§ **Problem to work on**
Using the entries that follow, state how many lines contain the word "below". The response is that number and nothing more.

§ **Stored data entries**
▼▼▼
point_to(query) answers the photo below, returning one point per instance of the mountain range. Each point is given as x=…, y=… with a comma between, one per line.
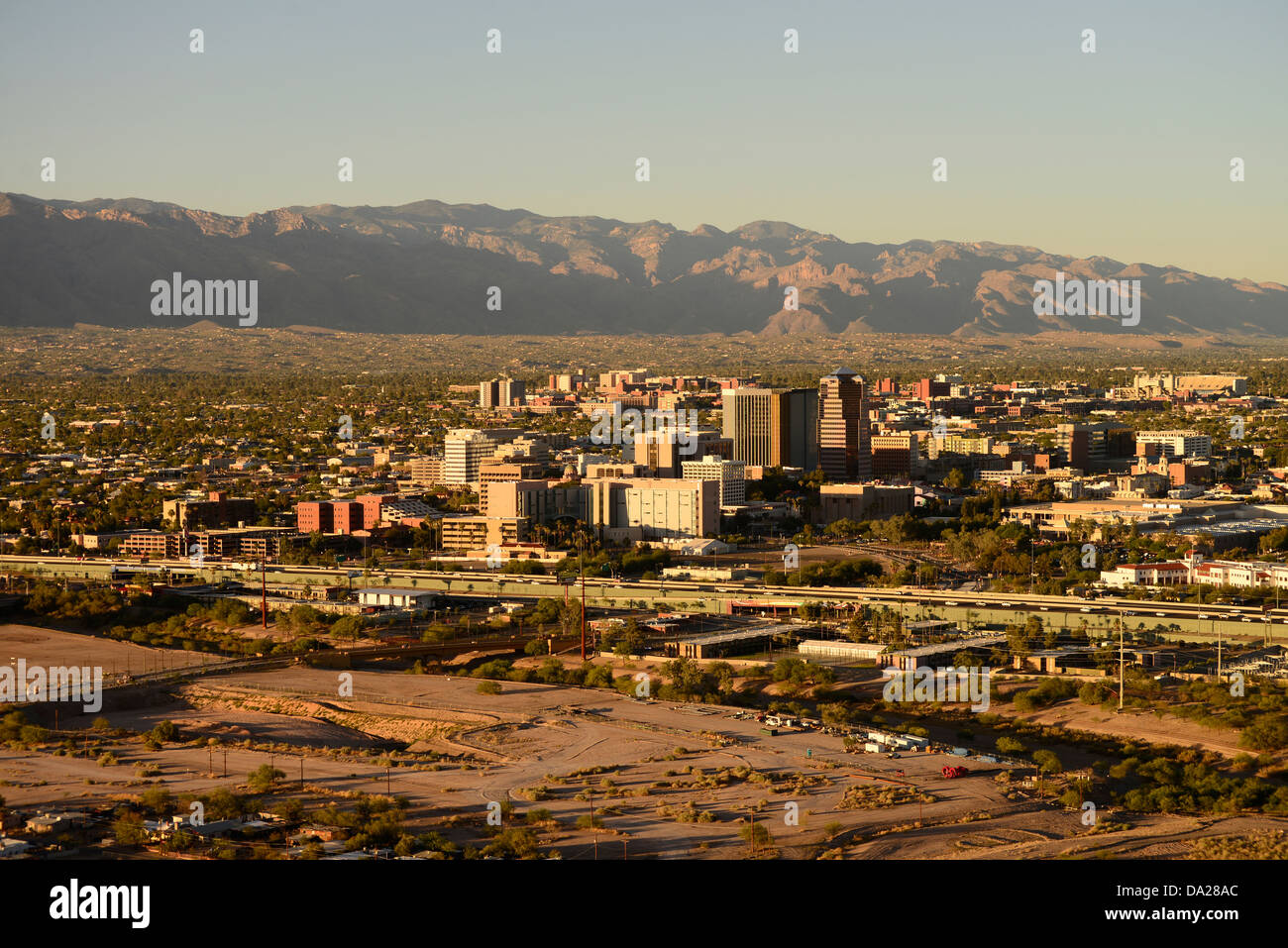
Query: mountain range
x=429, y=266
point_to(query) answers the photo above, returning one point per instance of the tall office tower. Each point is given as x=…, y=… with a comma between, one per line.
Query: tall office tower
x=772, y=427
x=510, y=390
x=500, y=393
x=844, y=440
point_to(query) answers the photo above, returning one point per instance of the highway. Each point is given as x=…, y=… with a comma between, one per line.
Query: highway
x=1193, y=620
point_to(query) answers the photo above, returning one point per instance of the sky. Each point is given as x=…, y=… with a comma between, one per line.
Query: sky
x=1124, y=153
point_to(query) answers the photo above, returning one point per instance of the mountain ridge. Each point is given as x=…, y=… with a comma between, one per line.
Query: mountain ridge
x=428, y=266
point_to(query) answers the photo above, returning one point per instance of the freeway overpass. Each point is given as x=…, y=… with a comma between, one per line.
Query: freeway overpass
x=1188, y=620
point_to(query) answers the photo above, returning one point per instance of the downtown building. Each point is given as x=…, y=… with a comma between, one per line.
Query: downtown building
x=844, y=437
x=772, y=428
x=501, y=393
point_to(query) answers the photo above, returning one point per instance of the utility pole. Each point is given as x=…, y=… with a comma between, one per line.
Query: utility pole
x=1122, y=665
x=1218, y=652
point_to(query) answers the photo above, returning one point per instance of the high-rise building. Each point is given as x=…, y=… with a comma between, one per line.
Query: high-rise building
x=501, y=393
x=465, y=449
x=772, y=427
x=1173, y=443
x=844, y=438
x=1091, y=446
x=729, y=474
x=894, y=455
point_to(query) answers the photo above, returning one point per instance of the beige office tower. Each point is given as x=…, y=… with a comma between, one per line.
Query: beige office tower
x=772, y=427
x=844, y=438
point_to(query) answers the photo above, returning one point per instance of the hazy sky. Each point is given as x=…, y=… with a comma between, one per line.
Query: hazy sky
x=1125, y=153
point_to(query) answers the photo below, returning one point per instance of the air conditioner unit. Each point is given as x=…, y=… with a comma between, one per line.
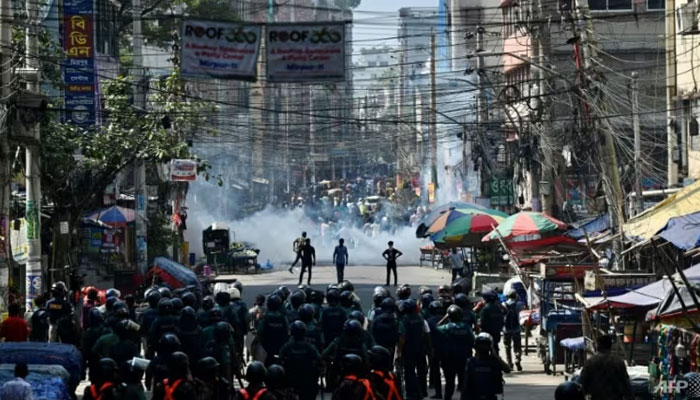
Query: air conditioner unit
x=687, y=18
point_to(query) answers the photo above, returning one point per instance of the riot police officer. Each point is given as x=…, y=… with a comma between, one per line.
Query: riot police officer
x=302, y=361
x=483, y=376
x=273, y=329
x=459, y=341
x=413, y=346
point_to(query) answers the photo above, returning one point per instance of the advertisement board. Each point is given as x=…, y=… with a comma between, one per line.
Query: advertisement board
x=79, y=66
x=305, y=52
x=222, y=50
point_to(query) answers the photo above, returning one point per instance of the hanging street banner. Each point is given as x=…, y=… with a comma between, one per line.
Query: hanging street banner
x=222, y=50
x=79, y=68
x=305, y=52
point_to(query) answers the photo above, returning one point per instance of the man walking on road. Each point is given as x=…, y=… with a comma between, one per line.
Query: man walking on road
x=340, y=258
x=297, y=246
x=390, y=255
x=308, y=259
▲▲▲
§ **Solved exercise**
2